● **Action item**
Take the data that sits below and write it out again exactly.

[Natural-language object grounding data]

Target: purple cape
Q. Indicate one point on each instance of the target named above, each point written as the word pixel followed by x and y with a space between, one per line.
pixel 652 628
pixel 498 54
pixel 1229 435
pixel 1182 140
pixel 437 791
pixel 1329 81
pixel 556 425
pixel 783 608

● **Written reply**
Target: purple cape
Q. Indicate one point on each instance of the target named above, each point written as the word pixel followed by x and y with a space between, one per line.
pixel 652 628
pixel 498 54
pixel 1229 435
pixel 1182 140
pixel 437 791
pixel 1329 81
pixel 556 425
pixel 783 608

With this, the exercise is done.